Collection entries
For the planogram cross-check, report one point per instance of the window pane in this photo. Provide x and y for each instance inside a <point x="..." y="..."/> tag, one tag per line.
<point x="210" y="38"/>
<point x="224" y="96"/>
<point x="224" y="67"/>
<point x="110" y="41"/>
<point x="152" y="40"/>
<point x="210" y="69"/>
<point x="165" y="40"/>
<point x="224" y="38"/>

## Given problem
Rewrite every line of the items above, requests included. Rescale each x and y coordinate in the answers by multiplying it by 0.75, then round to whole numbers, rounding halves up.

## The result
For the planogram cross-check, report one point per instance of the window pane in this photo. Provide x and y for each instance inside a <point x="..." y="..."/> tag, one tag per line.
<point x="158" y="29"/>
<point x="168" y="72"/>
<point x="168" y="50"/>
<point x="83" y="31"/>
<point x="114" y="30"/>
<point x="158" y="52"/>
<point x="124" y="30"/>
<point x="168" y="29"/>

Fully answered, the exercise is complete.